• [Passage to read]
>>>

The Continuing Journey of ‘A Widows Walk’. It’s been two months.
Happy New Year!
I miss you. I miss everything you ever were and more. I never imagined life without the sound of your voice, your laughter, your touch. We had a great passion for life whether through the loving, the playing, the working, and yes even through our differences. It was an intensity that burned the wick bright.
Life is so quiet right now and mostly by choice. I love the time I spend with God and with you. Towards the latter days of your life we didn’t talk allot because you lacked the breath but you were still here. I could feel your energy.
God, Bob, I have so much to learn. In your latter days I could see decline but I always thought you would overcome it. I guess the thought of your physical death was not on my radar. I guess I thought we had tomorrow, and tomorrow, and tomorrow. I weep for my lack of paying attention to what I knew in my heart and I pray to listen more closely as I trek the path before me.
The thought just came to me. Who of us do know? I think that is why we are prompted to live in the moment so as to lend ourselves fully to our loved ones over and above all. It is not about the material things of life, it is about the heart. I loved you, I love you so much.
From the early days forward our life was about traveling down the highway together. We loved, laughed, lived and worked together. We leaned into one another and yet gave each the freedom to be.

<<<

• [Entries provided]
>>>

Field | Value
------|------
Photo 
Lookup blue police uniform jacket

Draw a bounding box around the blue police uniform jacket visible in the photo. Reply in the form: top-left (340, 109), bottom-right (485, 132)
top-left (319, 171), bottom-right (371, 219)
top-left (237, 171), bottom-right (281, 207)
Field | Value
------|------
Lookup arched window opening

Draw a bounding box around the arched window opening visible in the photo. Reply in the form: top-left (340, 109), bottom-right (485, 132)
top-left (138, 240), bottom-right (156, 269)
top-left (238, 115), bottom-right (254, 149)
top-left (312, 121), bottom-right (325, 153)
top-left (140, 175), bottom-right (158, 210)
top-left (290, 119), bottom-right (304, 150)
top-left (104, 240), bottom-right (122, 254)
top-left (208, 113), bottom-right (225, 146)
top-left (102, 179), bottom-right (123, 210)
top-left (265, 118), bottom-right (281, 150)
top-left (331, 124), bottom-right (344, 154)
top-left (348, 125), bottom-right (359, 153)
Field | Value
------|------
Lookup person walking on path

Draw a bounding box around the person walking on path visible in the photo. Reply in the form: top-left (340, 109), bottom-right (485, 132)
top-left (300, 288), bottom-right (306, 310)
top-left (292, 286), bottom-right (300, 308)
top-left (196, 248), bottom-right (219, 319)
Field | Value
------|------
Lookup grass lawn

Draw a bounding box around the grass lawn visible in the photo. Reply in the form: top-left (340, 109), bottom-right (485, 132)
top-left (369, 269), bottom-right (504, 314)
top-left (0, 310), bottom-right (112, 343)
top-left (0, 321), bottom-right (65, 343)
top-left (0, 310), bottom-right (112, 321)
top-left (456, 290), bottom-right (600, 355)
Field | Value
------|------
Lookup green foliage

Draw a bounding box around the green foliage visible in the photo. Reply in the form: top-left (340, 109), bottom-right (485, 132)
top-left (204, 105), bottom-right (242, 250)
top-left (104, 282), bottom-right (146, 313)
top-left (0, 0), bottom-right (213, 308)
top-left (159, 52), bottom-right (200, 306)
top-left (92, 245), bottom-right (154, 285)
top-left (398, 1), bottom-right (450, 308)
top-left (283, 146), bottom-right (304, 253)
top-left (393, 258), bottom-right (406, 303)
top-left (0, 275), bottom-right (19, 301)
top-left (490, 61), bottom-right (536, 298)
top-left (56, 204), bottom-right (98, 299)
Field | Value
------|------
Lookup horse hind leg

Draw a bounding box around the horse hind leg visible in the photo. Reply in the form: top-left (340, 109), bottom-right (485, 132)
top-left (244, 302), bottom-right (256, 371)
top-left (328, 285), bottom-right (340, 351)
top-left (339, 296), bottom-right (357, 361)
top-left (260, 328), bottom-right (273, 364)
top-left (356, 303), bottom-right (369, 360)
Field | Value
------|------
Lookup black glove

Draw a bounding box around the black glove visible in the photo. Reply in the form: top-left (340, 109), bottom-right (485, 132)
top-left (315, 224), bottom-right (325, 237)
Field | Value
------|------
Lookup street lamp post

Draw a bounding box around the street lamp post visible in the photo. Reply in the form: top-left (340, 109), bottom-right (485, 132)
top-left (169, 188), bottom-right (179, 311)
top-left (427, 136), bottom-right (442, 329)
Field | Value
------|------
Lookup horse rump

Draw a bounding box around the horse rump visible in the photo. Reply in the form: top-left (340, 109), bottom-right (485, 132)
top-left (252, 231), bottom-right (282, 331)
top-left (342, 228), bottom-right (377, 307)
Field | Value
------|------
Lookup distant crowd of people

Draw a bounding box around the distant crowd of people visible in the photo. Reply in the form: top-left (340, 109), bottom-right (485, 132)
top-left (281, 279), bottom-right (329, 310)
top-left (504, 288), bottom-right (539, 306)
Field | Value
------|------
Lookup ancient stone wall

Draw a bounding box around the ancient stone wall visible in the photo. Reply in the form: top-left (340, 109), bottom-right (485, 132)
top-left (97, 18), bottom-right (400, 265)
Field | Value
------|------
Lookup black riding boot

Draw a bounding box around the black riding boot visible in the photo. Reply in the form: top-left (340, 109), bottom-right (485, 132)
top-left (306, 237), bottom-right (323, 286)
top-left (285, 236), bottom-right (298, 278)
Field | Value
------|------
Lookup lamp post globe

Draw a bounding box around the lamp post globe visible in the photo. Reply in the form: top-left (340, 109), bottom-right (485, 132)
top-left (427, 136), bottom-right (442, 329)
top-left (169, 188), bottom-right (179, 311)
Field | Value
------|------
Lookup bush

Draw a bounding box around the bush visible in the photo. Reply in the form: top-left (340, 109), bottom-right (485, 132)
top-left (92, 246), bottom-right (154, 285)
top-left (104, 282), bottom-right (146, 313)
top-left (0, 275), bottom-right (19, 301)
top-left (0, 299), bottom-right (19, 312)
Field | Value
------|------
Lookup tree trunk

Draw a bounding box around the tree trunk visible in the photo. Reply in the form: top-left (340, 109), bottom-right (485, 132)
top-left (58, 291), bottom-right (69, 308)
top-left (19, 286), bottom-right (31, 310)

<<<

• [Aim of the exercise]
Answer these from the letter to Bob above.
(a) How long has it been, according to the opening line?
(b) Why did the writer and Bob not talk much toward the end of his life?
(c) From the early days forward, what was their life about?

• [Exercise response]
(a) Two months.
(b) Bob lacked the breath.
(c) Traveling down the highway together.